• Your assignment: Tally the lines below containing "positive" and report only the total.

----------

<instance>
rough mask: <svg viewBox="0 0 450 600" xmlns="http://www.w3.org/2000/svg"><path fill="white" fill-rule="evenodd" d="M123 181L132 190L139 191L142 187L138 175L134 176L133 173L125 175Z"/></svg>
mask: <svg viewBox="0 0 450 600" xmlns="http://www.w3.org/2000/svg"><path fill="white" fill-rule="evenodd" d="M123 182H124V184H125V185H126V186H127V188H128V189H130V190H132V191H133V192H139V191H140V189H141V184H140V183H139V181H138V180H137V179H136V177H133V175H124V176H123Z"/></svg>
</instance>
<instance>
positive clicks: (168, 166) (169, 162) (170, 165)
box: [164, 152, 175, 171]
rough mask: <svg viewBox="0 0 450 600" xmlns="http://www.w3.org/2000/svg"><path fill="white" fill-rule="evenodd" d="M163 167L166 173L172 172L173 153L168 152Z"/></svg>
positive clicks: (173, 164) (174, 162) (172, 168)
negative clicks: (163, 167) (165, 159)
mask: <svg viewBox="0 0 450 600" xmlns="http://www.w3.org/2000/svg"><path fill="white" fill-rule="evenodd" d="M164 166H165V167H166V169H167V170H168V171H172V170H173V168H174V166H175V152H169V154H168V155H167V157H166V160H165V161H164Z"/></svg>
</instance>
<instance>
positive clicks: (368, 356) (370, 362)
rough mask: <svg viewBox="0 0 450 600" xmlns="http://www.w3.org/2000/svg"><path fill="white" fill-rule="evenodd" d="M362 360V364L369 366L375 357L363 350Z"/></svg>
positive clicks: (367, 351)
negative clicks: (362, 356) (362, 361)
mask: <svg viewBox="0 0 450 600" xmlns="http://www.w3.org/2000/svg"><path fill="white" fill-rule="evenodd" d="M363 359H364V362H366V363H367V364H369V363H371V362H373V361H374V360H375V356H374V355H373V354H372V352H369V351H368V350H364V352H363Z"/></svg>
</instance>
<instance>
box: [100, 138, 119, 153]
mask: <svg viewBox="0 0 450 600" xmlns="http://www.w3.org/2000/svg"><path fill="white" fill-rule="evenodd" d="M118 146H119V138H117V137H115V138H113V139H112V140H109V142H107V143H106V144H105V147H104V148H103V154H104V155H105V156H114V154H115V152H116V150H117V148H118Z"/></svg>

----------

• Answer to the exercise: 4